--- start of Listing ---

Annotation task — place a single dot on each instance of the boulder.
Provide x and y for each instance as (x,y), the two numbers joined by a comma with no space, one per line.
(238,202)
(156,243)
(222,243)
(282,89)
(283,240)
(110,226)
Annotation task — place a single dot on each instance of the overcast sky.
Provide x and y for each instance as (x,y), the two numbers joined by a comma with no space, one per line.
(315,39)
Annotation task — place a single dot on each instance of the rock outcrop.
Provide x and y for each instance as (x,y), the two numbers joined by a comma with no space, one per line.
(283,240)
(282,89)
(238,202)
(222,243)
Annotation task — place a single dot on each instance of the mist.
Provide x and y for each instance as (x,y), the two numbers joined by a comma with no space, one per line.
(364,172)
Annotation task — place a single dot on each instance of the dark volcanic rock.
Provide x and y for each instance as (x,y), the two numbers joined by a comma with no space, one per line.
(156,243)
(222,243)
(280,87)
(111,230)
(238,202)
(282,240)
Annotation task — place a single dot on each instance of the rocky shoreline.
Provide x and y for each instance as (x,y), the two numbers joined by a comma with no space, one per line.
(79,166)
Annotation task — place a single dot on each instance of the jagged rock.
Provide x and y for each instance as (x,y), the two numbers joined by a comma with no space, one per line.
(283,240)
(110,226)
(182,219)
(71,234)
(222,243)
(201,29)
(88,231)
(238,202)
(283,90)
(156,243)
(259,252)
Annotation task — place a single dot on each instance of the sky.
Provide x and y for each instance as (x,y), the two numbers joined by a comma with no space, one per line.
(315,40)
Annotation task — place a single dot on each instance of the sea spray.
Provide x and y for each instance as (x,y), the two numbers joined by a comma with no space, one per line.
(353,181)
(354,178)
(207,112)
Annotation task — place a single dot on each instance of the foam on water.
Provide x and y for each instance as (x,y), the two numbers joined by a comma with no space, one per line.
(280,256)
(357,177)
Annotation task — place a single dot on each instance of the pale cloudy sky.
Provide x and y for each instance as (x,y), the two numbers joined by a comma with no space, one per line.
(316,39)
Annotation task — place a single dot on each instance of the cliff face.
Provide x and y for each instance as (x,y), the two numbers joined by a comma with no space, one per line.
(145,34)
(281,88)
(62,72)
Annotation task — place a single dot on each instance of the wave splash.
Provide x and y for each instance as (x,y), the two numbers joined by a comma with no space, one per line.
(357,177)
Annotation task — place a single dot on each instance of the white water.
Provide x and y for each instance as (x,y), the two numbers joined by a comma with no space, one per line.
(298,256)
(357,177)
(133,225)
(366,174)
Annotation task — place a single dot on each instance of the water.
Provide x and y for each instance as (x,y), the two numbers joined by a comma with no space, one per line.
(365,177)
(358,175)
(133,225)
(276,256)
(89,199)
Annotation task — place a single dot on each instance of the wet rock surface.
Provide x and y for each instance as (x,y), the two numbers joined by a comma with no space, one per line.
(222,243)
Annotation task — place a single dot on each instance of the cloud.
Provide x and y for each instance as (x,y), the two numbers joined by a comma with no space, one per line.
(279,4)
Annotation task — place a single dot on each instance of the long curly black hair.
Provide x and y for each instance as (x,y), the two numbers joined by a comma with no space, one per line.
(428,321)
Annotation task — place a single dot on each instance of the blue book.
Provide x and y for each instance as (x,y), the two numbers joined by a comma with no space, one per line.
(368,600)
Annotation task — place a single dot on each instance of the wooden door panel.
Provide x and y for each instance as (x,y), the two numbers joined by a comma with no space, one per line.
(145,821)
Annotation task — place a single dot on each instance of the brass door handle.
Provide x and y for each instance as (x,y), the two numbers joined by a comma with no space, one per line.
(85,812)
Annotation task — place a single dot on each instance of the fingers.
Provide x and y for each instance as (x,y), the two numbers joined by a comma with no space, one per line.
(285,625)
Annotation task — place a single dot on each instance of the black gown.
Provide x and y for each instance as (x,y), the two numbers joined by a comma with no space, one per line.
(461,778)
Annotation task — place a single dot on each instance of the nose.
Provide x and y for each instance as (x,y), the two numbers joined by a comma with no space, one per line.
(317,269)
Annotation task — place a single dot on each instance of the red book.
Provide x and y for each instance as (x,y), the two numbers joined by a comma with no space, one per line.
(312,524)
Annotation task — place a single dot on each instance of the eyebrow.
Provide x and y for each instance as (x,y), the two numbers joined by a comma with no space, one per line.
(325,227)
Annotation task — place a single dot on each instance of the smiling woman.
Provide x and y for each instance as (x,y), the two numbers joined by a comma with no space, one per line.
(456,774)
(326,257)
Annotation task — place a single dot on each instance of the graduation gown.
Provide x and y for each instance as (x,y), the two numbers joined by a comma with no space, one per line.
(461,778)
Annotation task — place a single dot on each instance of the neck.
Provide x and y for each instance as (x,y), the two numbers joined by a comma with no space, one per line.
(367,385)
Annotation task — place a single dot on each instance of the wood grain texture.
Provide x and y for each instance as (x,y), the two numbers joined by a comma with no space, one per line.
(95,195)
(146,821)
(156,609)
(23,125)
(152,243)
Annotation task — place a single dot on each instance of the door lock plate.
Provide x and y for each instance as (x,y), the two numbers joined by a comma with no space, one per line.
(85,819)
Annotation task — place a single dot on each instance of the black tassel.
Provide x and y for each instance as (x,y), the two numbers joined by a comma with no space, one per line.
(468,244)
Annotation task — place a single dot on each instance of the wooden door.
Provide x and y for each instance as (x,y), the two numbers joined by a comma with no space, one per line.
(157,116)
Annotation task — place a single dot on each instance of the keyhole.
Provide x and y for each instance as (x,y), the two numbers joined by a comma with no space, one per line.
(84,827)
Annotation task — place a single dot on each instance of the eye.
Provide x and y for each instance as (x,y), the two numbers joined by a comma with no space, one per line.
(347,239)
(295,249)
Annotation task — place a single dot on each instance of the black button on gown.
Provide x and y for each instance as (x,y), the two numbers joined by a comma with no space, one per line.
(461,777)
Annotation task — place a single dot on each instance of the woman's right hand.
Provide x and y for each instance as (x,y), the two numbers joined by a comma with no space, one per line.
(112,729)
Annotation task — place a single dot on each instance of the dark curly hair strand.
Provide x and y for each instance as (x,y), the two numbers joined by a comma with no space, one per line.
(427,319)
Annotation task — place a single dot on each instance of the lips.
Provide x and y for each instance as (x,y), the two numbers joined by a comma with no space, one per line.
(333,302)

--- end of Listing ---

* Task to complete: Could you write out the rows again from the line containing "of the keyhole." through the end of the rows, both ends included and the requests kept, shifting every coordinate in the answers up by 42?

* Exercise output:
Annotation task — place a single dot on each instance of the keyhole.
Provide x and y for each instance as (x,y), the two numbers joined by a comma with no space, one per line.
(126,869)
Annotation task — place a single dot on each instance of the eye.
Provide x and y for each instance as (x,y), the two numbers joined by a comma with no space, one per line.
(389,281)
(337,291)
Annotation task — place a single dot on each instance of the black button on gown.
Provide x and y for each instance as (x,y), the two numbers joined by a comma with no space, one per line.
(503,819)
Annotation task — place a single dot on each instance of the woman's right hand.
Provide x and y for each instance as (x,y), the two numbers joined by a comma with no space, one per line.
(154,771)
Annotation task — place a single dot on each instance of the dark curly hair strand.
Provide x and y for each instance as (x,y), the two numbers joined by a comma with no space, one per line.
(469,361)
Annotation task — place a single dot on each instance of the lips.
Provide x and y for each instance as (x,y), the two numbers joined by a comma with no space, one per line.
(375,344)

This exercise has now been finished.